◆ **EXTRAIT DU DOCUMENT**
______
Le football aux footballeurs !

Publié le par la Rédaction



Le football en mai 1968 : une pratique négative

Le tract ci-dessous est daté. Son contexte est le large mouvement d’occupations qui a caractérisé la révolte des mois de mai-juin 1968 en France. Il est connu depuis longtemps à travers le livre de René Viénet ( Enragés et situationnistes dans le mouvement des occupations ) qui l’avait publié dans ses documents annexes.

Bien que daté, il n’en permet pas moins de considérer (avec le recul) ce qu’est devenu le football et c’est bien pourquoi nous l’éditons ici.

On ne peut plus dire comme à la fin des années soixante que le football est «populaire» comme par constitution génétique. D’une part parce que cet adjectif n’a plus automatiquement une signification politique : il est désormais synonyme d’industrie «culturelle», de consommation de spectacles par de larges masses manipulées qui engloutissent les individus. Comme pour l ’éducation du même nom, le sens de l ’adjectif s ’est perdu à la faveur de la coagulation du cours de l’histoire. De nos jours, si l’on tient à ce vocabulaire, il faudrait surtout affirmer que
c’est la bêtise qui est devenue populaire à travers le football.
______
◆ **LIGNES DE DONNÉES**
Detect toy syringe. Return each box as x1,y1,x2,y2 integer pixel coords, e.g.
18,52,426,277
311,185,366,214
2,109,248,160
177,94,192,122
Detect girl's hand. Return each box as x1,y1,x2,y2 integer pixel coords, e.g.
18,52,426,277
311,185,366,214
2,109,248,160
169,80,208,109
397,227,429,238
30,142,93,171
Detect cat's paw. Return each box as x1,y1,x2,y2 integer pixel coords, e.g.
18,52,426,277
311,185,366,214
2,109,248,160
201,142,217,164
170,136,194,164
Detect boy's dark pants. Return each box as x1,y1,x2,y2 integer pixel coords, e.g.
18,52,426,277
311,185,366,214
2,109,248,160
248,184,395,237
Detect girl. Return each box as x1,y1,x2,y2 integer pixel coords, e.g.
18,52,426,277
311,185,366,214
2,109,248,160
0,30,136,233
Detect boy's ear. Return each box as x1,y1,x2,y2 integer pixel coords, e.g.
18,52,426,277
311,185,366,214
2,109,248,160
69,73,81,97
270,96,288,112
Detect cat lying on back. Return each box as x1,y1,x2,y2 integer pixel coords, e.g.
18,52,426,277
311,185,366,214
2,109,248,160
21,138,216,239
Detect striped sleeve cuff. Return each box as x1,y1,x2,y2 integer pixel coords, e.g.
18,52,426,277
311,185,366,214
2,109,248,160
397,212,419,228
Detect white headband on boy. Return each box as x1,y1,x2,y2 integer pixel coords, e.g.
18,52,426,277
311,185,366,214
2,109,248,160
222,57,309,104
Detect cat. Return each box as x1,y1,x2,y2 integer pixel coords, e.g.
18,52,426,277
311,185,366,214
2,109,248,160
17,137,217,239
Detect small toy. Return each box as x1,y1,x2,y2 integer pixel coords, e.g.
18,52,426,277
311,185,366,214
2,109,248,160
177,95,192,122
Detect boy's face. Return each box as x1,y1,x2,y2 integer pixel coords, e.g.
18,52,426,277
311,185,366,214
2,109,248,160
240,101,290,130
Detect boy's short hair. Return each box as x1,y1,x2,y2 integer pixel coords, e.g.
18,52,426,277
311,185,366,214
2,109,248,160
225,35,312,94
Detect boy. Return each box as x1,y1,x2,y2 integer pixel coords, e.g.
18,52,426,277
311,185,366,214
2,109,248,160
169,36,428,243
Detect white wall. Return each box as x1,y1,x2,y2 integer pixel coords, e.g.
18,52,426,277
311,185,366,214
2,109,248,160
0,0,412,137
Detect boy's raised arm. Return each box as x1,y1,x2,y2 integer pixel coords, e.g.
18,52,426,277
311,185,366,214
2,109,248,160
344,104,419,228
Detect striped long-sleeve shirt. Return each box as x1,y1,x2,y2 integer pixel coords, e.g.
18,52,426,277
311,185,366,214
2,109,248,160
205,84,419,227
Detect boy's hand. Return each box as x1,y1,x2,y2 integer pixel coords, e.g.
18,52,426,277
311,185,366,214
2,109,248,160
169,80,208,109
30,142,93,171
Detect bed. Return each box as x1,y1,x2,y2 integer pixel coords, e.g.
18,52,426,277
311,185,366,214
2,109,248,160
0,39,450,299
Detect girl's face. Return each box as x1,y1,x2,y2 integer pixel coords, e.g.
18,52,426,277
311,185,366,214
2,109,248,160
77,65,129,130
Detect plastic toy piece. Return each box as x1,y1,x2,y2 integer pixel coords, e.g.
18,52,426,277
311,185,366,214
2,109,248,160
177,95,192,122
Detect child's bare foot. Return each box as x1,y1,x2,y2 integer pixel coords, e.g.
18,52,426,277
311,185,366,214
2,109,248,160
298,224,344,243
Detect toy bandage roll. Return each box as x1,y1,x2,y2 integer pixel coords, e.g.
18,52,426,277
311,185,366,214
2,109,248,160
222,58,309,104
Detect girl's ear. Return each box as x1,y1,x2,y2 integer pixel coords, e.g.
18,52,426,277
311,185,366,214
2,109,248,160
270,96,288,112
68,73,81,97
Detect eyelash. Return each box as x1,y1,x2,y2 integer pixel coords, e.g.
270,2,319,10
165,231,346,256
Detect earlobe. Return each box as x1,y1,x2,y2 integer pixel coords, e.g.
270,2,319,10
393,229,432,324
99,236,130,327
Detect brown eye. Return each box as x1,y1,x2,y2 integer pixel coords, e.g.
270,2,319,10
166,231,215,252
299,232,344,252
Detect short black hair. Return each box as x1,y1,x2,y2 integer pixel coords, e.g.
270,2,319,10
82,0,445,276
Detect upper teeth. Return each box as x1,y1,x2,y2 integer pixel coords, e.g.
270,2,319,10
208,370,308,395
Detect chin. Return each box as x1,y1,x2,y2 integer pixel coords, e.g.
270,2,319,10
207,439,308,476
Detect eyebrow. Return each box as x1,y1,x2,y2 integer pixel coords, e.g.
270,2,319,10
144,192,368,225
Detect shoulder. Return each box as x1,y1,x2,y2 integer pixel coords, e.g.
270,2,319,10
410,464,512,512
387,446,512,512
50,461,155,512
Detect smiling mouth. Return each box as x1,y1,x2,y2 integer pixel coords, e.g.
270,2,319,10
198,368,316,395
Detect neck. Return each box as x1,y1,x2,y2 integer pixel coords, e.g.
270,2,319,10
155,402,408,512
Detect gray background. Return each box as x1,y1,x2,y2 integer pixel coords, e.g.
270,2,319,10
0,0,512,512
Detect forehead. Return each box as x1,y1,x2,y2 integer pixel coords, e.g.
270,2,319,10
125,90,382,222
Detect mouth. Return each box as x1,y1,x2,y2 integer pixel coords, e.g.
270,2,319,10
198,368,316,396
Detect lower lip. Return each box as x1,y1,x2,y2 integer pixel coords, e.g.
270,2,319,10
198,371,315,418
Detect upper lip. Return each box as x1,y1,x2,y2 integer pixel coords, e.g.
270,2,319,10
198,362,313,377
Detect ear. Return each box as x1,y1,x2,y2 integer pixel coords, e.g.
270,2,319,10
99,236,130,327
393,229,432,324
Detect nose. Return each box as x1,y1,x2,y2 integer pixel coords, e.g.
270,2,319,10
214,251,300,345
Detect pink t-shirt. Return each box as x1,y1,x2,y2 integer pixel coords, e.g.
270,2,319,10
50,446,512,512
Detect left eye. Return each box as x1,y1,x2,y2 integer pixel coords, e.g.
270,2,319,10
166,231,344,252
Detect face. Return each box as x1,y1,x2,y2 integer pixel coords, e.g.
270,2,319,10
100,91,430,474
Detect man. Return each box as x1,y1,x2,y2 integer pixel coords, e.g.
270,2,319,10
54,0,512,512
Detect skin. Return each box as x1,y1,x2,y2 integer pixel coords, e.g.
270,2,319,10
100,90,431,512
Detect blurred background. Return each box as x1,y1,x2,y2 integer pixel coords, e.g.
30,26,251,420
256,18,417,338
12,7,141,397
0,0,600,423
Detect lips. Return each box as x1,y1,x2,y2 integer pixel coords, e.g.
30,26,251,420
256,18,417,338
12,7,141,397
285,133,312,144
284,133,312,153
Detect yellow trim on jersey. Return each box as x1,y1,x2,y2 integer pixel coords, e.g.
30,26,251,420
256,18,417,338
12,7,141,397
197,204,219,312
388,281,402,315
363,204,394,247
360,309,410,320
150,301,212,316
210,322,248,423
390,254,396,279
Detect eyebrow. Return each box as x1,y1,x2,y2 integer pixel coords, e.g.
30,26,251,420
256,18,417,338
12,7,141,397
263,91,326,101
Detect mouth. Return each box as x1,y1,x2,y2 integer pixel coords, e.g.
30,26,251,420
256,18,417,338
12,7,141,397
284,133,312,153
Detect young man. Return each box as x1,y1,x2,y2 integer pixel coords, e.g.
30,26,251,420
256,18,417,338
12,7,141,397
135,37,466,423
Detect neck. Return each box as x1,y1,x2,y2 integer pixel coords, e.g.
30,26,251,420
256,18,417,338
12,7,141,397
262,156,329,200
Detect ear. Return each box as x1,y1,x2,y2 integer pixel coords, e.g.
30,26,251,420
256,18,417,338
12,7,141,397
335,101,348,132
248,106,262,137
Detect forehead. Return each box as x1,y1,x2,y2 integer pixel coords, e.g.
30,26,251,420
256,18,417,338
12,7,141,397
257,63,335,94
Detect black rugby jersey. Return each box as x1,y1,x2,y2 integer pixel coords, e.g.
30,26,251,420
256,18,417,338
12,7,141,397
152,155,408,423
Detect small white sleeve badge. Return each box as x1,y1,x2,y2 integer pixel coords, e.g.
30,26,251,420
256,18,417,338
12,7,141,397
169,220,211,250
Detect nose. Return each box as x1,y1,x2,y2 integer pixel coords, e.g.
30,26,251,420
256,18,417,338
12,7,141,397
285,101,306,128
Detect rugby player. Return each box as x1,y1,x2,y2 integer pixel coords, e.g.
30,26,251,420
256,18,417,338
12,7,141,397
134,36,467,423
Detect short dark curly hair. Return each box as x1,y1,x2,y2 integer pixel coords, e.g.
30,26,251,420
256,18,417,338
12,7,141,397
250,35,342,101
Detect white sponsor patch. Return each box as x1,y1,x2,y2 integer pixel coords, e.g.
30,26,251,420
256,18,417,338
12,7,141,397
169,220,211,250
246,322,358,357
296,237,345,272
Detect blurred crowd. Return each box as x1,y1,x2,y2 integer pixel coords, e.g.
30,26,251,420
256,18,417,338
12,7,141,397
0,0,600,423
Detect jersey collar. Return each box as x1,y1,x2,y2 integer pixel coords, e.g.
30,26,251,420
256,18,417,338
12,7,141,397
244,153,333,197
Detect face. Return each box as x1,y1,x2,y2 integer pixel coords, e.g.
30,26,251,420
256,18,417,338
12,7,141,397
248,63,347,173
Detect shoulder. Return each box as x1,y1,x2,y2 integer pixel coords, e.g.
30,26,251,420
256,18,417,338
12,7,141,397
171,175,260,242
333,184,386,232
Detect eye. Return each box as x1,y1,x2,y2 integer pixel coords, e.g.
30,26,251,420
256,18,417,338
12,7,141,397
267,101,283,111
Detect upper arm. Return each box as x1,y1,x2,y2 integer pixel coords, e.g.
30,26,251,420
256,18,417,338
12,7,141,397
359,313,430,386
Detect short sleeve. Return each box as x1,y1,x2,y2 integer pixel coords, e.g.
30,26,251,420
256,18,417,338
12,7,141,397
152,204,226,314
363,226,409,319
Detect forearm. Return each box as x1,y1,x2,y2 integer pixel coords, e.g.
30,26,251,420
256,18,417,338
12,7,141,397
______
◆ **CONSIGNE**
Pouvez-vous recopier mot pour mot le passage de l'article sur le football en mai 1968 qui va de « Publié le par » à « nous l’éditons ici. » ?

◆ **RÉPONSE COMPLÈTE**
Publié le par la Rédaction



Le football en mai 1968 : une pratique négative

Le tract ci-dessous est daté. Son contexte est le large mouvement d’occupations qui a caractérisé la révolte des mois de mai-juin 1968 en France. Il est connu depuis longtemps à travers le livre de René Viénet ( Enragés et situationnistes dans le mouvement des occupations ) qui l’avait publié dans ses documents annexes.

Bien que daté, il n’en permet pas moins de considérer (avec le recul) ce qu’est devenu le football et c’est bien pourquoi nous l’éditons ici.